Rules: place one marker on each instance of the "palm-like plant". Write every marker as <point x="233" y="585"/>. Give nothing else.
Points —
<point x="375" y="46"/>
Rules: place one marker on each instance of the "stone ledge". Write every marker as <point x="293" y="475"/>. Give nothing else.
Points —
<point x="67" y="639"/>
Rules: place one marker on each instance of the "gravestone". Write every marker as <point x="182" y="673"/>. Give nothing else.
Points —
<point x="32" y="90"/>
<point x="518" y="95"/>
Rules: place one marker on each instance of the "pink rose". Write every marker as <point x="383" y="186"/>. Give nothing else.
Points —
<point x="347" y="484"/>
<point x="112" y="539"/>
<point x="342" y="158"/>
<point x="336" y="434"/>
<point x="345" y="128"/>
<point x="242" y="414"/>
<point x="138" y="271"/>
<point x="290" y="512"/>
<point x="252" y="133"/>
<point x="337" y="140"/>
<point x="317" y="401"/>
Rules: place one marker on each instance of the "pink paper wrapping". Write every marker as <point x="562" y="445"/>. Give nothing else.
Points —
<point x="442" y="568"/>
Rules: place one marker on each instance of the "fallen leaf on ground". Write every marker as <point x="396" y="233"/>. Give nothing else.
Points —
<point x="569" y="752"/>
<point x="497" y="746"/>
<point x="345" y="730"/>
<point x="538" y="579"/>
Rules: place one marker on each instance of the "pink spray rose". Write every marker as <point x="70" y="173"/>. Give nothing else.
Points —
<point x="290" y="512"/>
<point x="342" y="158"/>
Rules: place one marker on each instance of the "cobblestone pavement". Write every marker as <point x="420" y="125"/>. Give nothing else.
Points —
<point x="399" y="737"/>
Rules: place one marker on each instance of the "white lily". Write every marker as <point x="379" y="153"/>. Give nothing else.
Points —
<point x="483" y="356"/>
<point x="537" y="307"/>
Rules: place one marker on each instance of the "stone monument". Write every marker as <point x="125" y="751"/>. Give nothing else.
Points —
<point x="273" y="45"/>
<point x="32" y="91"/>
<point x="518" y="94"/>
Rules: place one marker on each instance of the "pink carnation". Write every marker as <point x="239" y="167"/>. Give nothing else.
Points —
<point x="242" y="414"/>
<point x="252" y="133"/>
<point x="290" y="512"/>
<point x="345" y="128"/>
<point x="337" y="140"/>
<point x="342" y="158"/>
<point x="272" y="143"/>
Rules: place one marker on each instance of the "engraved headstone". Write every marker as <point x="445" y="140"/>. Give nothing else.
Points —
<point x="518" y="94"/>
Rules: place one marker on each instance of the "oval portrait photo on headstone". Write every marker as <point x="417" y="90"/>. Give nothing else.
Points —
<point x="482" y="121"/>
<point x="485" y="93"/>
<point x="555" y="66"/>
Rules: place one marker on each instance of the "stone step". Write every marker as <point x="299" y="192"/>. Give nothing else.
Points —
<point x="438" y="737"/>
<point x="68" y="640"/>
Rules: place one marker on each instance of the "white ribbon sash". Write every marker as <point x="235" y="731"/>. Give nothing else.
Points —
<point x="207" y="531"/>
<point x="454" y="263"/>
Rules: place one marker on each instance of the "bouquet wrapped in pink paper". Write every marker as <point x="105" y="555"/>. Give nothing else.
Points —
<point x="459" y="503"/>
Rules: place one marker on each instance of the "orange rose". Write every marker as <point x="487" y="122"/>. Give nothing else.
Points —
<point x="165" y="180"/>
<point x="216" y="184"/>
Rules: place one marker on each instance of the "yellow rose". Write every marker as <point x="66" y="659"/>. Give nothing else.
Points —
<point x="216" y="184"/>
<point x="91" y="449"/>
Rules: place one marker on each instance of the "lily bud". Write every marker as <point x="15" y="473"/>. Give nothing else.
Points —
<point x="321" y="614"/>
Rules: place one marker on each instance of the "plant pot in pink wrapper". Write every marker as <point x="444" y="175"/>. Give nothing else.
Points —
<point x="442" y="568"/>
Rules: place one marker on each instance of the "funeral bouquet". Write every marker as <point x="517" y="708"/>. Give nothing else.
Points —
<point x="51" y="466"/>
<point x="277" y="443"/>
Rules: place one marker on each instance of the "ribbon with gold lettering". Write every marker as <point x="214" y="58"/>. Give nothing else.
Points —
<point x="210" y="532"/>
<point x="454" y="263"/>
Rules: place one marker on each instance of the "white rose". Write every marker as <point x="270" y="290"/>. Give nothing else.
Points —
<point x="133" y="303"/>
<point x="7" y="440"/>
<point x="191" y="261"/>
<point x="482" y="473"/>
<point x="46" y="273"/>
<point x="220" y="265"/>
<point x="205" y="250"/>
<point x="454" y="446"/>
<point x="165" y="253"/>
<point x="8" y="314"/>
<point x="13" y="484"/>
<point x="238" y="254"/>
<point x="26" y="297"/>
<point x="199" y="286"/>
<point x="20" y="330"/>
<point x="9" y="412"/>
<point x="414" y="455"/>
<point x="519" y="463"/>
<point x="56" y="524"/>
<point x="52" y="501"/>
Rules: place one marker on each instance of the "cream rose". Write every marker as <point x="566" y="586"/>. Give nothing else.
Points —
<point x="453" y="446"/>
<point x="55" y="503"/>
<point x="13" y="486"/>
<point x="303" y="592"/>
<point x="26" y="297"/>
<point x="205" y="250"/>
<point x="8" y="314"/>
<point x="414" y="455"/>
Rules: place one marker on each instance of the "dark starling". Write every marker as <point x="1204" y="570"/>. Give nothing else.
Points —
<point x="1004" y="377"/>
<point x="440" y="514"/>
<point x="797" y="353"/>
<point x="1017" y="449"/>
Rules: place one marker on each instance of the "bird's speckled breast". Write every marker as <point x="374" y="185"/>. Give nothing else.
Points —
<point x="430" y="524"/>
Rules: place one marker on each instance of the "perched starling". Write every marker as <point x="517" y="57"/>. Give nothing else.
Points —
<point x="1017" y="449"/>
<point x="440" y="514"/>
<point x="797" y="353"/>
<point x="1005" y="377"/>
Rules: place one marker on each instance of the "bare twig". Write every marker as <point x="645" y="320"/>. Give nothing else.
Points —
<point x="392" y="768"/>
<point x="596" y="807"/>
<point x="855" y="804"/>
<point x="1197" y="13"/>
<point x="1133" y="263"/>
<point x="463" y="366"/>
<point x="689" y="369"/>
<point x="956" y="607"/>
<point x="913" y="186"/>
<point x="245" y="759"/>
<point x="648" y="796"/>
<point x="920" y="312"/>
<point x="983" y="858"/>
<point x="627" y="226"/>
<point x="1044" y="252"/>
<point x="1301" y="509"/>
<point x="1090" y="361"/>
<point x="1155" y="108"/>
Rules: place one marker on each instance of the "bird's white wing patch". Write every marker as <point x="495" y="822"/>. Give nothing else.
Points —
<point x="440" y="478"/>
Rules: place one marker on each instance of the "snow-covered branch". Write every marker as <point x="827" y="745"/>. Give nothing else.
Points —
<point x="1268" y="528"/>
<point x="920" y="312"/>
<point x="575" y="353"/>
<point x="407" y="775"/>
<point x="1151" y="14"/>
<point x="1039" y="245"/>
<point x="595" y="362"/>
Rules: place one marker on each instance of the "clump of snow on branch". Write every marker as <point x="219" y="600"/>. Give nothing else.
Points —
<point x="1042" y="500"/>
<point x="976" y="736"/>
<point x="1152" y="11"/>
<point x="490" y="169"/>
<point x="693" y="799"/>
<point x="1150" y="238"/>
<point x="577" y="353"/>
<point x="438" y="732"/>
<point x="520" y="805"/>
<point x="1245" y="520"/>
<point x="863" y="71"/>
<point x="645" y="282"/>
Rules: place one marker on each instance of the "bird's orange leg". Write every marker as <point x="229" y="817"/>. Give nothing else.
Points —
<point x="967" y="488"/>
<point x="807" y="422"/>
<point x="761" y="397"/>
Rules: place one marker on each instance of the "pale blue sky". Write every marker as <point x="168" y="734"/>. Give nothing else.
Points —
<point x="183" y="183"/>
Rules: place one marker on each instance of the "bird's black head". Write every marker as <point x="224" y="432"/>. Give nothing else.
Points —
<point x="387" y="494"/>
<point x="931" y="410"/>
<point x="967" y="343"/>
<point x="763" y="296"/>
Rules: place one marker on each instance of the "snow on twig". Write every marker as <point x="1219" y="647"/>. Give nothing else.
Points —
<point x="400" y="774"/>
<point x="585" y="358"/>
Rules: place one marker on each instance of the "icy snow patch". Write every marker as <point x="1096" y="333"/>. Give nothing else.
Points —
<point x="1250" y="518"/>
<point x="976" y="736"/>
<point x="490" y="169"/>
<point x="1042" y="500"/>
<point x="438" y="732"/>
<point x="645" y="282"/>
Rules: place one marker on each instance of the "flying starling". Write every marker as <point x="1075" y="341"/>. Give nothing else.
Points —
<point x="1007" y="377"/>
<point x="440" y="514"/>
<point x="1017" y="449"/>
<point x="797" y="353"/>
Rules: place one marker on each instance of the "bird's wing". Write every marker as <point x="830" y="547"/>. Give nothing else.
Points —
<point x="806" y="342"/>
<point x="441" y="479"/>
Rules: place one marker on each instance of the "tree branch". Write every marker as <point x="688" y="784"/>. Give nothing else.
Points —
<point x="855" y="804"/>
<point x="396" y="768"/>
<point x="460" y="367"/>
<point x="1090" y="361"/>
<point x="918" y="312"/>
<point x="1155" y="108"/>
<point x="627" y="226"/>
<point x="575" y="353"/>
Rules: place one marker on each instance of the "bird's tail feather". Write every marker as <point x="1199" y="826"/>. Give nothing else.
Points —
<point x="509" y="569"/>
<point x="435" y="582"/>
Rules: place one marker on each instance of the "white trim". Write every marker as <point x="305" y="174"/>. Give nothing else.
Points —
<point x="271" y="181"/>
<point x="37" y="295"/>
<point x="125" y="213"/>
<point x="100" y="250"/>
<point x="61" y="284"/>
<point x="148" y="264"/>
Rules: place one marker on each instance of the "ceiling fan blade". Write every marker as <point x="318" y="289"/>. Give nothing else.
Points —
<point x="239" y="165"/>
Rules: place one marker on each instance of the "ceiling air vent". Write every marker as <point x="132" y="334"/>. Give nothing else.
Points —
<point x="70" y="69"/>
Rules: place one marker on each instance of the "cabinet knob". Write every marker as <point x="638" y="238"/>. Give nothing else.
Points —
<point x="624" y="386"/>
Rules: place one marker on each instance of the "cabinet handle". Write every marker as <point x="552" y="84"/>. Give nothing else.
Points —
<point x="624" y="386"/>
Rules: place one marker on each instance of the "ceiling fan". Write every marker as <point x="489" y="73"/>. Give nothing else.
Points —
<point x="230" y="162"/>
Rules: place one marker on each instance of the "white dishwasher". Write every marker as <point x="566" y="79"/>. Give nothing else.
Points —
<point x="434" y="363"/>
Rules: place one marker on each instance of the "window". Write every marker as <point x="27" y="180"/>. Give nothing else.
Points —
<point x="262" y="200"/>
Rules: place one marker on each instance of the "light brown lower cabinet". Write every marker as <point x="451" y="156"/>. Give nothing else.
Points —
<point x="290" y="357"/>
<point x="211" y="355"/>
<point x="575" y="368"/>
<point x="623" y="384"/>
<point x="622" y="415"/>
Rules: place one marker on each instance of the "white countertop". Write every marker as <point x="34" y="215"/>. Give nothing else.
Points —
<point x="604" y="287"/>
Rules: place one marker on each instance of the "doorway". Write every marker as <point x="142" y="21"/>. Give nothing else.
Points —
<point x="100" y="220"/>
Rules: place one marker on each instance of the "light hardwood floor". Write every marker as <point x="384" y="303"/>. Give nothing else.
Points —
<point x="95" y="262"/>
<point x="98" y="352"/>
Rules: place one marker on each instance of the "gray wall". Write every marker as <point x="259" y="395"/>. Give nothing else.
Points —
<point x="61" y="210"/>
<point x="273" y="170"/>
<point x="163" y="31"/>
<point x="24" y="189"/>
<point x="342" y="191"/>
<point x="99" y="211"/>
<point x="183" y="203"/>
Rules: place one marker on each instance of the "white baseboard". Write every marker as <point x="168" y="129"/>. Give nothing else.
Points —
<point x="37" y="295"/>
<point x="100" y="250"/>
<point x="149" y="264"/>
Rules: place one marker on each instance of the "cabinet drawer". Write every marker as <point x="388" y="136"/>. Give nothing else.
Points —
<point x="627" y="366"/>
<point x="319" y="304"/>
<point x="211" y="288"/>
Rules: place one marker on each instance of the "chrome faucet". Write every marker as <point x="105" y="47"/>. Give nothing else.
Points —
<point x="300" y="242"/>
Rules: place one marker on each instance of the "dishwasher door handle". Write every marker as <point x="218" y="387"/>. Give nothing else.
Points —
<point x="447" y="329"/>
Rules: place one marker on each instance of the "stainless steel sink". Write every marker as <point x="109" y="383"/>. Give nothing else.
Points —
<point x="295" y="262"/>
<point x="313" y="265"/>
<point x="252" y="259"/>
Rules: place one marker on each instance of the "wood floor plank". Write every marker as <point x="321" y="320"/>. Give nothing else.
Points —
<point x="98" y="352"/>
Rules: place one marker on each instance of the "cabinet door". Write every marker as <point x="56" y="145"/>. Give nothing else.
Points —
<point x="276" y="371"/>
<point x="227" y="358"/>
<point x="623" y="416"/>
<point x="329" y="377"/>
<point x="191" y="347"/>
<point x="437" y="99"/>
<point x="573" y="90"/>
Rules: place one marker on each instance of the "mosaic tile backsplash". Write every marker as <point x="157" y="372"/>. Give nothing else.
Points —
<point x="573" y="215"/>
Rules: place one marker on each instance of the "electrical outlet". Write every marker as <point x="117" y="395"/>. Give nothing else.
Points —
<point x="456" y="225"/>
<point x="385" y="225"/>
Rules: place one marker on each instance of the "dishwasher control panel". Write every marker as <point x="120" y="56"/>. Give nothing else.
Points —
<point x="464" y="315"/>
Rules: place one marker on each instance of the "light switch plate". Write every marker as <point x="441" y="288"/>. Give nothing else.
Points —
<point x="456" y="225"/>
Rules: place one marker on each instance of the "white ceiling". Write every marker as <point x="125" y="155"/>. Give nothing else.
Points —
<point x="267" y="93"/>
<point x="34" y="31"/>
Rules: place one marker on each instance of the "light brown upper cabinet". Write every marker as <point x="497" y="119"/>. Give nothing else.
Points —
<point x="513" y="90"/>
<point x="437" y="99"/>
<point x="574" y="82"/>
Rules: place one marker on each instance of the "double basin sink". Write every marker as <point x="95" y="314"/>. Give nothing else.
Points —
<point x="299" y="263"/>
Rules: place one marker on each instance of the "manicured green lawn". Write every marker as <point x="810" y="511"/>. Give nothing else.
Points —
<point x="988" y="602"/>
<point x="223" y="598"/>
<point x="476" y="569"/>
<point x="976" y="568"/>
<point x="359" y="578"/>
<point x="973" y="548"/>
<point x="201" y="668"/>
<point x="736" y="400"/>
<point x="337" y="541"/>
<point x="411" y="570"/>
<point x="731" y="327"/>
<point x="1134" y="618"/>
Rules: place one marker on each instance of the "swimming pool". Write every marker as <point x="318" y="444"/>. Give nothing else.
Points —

• Exercise:
Please count the lines in the items above that contain the string "twig", treating case as significant, and reply with only that number.

• The reply:
2